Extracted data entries

+-------+

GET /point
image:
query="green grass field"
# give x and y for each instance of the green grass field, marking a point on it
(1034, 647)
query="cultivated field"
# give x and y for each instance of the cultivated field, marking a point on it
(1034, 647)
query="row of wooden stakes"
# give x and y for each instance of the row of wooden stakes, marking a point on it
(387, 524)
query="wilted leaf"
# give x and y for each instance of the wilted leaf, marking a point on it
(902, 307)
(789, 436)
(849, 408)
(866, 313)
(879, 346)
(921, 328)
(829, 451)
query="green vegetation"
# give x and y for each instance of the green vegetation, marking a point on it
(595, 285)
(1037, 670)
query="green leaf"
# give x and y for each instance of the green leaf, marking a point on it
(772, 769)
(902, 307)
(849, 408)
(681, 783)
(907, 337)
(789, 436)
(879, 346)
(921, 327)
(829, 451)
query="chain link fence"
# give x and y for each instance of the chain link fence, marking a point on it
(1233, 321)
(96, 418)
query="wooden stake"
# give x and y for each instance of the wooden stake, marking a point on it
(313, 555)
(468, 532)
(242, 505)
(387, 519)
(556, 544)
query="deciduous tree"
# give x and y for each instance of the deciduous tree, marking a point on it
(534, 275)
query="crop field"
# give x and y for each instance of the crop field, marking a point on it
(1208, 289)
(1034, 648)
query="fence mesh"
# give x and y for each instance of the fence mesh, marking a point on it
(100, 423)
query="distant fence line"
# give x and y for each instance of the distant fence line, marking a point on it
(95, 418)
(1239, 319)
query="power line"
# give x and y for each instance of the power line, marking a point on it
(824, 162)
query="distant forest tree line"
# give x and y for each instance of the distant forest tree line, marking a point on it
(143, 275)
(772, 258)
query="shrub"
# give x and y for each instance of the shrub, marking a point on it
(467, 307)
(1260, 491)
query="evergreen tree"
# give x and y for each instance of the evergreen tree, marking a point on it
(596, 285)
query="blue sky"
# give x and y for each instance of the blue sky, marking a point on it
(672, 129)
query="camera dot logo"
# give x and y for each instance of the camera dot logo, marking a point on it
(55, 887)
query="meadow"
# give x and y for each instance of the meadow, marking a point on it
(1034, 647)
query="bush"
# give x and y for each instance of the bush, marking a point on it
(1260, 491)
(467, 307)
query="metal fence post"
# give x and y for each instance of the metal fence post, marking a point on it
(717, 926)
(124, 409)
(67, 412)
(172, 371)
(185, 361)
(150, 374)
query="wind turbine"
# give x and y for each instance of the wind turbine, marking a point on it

+-------+

Work task -
Precisely as given, transcribe all of the entries above.

Expected output -
GET /point
image:
query="green grass field"
# give x and y for each instance of the green grass field, marking a point on it
(1034, 647)
query="cultivated field"
# give x and y for each instance of the cultivated field, marking a point on it
(1034, 647)
query="row of wooden stakes"
# give x and y for each instance of the row of wooden stakes, marking a point on it
(387, 524)
query="wilted leaf"
# give x and y for each instance of the wilted leaf, marking a point on it
(902, 307)
(789, 436)
(849, 408)
(866, 313)
(879, 346)
(921, 328)
(829, 451)
query="green vegetation"
# give x and y for each instance of the green vegetation, marking a point on it
(595, 285)
(1037, 670)
query="green leaf"
# give x and y for each instance of the green leaf, marking a point on it
(772, 769)
(902, 307)
(849, 408)
(681, 783)
(907, 337)
(789, 436)
(879, 346)
(921, 327)
(829, 451)
query="chain link fence"
# give x and y for each instance of the chain link fence, marking a point on it
(1233, 321)
(96, 418)
query="wooden stake"
# give x and y for each instance of the wooden stake, marking a point on it
(313, 555)
(468, 532)
(242, 505)
(387, 519)
(556, 544)
query="deciduous tree"
# give x and y for each instance of the deciduous tree, marking a point on it
(534, 275)
query="crop field"
# give x and y for each instance of the crop field, marking a point on it
(1208, 289)
(1034, 648)
query="fence mesh"
# give x and y for each instance of the fence mesh, marking a point on it
(100, 423)
query="distant fence line"
# give x and y for each instance of the distant fence line, marking a point on it
(95, 418)
(1239, 319)
query="power line"
# give x and y for each instance of the power line, marking a point on it
(824, 162)
query="distant forest tree line"
# give x and y for each instance of the distant forest tree line, marking a point on it
(143, 275)
(772, 258)
query="shrub"
# give x and y for each instance of the shrub, marking a point on it
(467, 307)
(1260, 491)
query="evergreen tree"
# give x and y for each instance of the evergreen tree, marking a point on it
(596, 285)
query="blue sky"
# give x and y for each instance of the blue sky, marking a point on it
(672, 129)
query="camera dot logo"
# give x and y for each instance of the camera dot logo, marking a point on it
(55, 887)
query="meadow"
# give x and y for each instance of the meadow, marking a point on it
(1034, 647)
query="bush"
# give x and y for each instance of the bush, marking a point on it
(1260, 491)
(467, 307)
query="metal fence post"
# give x and y for each instance of the metal fence post, marking a point on it
(717, 926)
(124, 409)
(67, 412)
(172, 371)
(185, 361)
(150, 374)
query="wind turbine"
# give x and y for each instance of the wind turbine, marking a point on it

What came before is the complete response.